__The task__
Repeat each entry as written, dropping any picture you find.

__Source material__

......

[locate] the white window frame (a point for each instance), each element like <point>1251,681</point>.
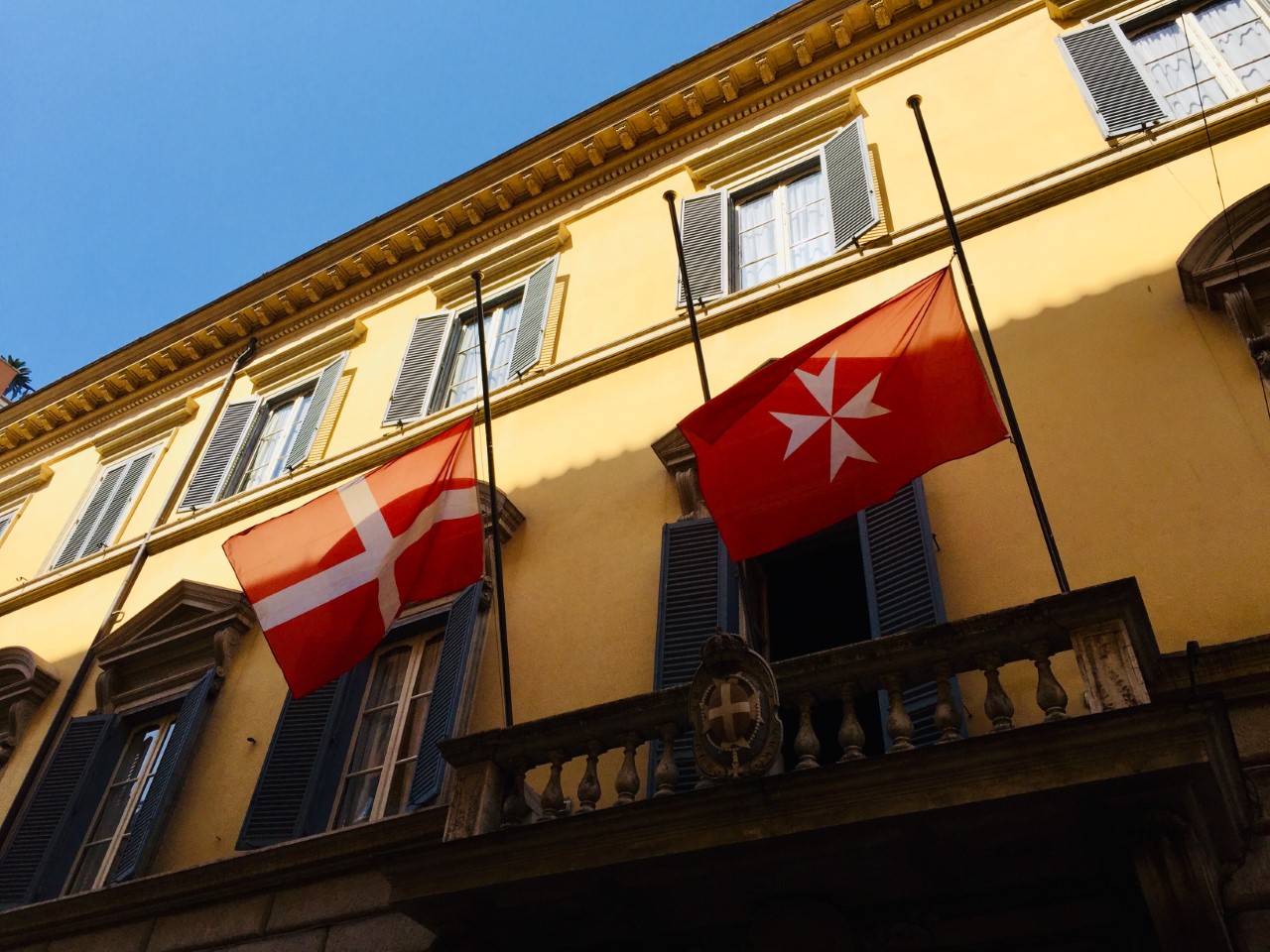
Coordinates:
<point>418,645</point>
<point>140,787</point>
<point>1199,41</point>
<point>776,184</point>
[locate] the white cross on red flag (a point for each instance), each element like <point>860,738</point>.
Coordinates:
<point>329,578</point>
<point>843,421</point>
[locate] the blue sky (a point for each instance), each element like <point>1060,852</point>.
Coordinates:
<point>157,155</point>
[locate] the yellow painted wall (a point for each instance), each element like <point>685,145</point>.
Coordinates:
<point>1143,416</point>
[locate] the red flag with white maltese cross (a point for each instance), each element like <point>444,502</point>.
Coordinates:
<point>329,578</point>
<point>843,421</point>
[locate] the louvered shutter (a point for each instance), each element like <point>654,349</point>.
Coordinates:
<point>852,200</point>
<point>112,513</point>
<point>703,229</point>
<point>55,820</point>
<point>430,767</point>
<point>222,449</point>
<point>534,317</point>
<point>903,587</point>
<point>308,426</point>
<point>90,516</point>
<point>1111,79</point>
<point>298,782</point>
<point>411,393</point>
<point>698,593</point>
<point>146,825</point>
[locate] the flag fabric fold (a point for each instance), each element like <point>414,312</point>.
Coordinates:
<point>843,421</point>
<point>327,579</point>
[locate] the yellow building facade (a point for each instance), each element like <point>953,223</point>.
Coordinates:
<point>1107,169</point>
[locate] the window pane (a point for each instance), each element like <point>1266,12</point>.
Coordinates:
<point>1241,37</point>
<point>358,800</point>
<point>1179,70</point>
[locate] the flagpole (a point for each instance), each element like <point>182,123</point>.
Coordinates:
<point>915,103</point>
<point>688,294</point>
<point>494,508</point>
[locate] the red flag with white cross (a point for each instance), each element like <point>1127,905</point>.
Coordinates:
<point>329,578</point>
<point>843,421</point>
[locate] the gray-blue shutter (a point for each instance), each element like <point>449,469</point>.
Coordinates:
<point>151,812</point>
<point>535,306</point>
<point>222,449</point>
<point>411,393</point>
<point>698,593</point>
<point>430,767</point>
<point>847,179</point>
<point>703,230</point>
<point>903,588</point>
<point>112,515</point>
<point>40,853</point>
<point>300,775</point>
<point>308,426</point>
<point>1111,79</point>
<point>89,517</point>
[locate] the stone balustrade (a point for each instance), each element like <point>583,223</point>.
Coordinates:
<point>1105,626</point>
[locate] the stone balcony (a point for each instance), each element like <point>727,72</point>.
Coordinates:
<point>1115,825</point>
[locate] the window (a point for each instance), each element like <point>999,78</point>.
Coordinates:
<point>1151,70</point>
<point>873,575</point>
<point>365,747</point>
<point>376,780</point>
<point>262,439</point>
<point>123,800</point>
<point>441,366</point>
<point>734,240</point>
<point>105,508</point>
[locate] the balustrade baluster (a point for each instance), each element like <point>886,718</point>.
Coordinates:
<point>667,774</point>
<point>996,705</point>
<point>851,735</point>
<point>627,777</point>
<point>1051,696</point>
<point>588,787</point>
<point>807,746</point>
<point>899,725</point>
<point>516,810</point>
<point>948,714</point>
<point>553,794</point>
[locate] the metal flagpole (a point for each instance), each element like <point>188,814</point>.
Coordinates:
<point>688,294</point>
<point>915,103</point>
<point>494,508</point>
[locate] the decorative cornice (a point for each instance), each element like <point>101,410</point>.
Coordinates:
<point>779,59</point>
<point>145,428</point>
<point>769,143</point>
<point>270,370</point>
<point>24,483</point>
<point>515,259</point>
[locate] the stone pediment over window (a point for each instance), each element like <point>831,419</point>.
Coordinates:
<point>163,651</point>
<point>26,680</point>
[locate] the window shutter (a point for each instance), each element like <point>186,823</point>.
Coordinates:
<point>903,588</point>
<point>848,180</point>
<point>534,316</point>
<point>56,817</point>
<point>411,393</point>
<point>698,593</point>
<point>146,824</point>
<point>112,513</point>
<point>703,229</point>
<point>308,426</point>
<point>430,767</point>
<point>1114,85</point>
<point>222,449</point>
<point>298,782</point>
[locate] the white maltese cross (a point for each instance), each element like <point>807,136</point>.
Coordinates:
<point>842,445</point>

......

__Written answer__
[locate] the white window frame (a point for each instance), each element like <point>1251,681</point>.
Coordinates:
<point>418,645</point>
<point>140,787</point>
<point>1199,41</point>
<point>776,184</point>
[locate] the white cross on red flag (a point for each instance), each element like <point>860,738</point>.
Coordinates:
<point>329,578</point>
<point>843,421</point>
[locate] the blue sky (a point for each instance), each element like <point>1060,852</point>.
Coordinates:
<point>157,155</point>
[locate] the yellow painted wall (a point for each instance), each element like <point>685,145</point>.
Coordinates:
<point>1143,416</point>
[locate] the red flag with white maltese cross (a point for each instance), each element like <point>444,502</point>.
Coordinates:
<point>329,578</point>
<point>843,421</point>
[locate] the louvered shutter (a point for each instance), each element like <point>654,349</point>.
Coordinates:
<point>852,200</point>
<point>112,513</point>
<point>703,229</point>
<point>55,820</point>
<point>430,767</point>
<point>222,449</point>
<point>534,317</point>
<point>903,587</point>
<point>308,426</point>
<point>90,516</point>
<point>1111,79</point>
<point>298,782</point>
<point>411,393</point>
<point>698,593</point>
<point>146,825</point>
[locate] the flag fabric fold (a point for each instance), each element like <point>414,312</point>.
Coordinates:
<point>843,421</point>
<point>327,579</point>
[locate] the yellow building facade (a point for each instance), each element like <point>953,223</point>.
Coordinates:
<point>1107,169</point>
[locate] the window pane (a point for each instance), each element like <point>1266,12</point>.
Coordinates:
<point>1241,37</point>
<point>358,800</point>
<point>1179,70</point>
[locate] the flagpole (a point for each instance), each element like <point>182,123</point>.
Coordinates:
<point>915,103</point>
<point>688,294</point>
<point>494,508</point>
[locate] the red flag with white cross (a point for each instance), each element like <point>1127,905</point>.
Coordinates:
<point>329,578</point>
<point>843,421</point>
[locate] the gray-blue shutter (a point for each instance), each element like <point>449,469</point>.
Coordinates:
<point>151,812</point>
<point>535,306</point>
<point>222,449</point>
<point>411,393</point>
<point>698,593</point>
<point>430,767</point>
<point>847,179</point>
<point>703,230</point>
<point>903,588</point>
<point>112,515</point>
<point>40,853</point>
<point>300,775</point>
<point>308,426</point>
<point>1111,79</point>
<point>89,517</point>
[locate] the stone balustrade (a point for each instance), each element like <point>583,223</point>.
Coordinates:
<point>1105,626</point>
[locate] the stone balcony (a point for each instance), each element like <point>727,72</point>.
Coordinates:
<point>1115,825</point>
[locate] the window (a point for each instance), each element like <point>999,78</point>.
Coordinates:
<point>1151,70</point>
<point>873,575</point>
<point>365,747</point>
<point>376,780</point>
<point>262,439</point>
<point>123,800</point>
<point>441,366</point>
<point>734,240</point>
<point>105,508</point>
[locate] the balustrade baluster (a point for each instance), each element like <point>886,718</point>.
Coordinates:
<point>667,774</point>
<point>996,705</point>
<point>851,735</point>
<point>627,777</point>
<point>1051,696</point>
<point>588,787</point>
<point>807,746</point>
<point>899,725</point>
<point>516,810</point>
<point>948,714</point>
<point>553,794</point>
[locate] the metal flagpole (a point for each instance), each element like <point>188,814</point>.
Coordinates:
<point>688,294</point>
<point>915,103</point>
<point>494,508</point>
[locate] the decorative cornice (a point for each instance), each element like <point>101,410</point>.
Coordinates:
<point>779,59</point>
<point>145,428</point>
<point>769,143</point>
<point>270,370</point>
<point>24,483</point>
<point>515,259</point>
[locate] the stone pediment over window (a point for each instance), each element like <point>831,419</point>.
Coordinates:
<point>163,651</point>
<point>26,680</point>
[locate] the window shutter (a point for each instance), each element like <point>186,823</point>.
Coordinates:
<point>903,588</point>
<point>848,180</point>
<point>534,316</point>
<point>56,817</point>
<point>411,393</point>
<point>698,593</point>
<point>146,824</point>
<point>112,513</point>
<point>703,229</point>
<point>308,426</point>
<point>430,767</point>
<point>1114,85</point>
<point>222,449</point>
<point>298,782</point>
[locate] the white maltese cross (a point for each instance), each element like <point>807,136</point>.
Coordinates:
<point>842,445</point>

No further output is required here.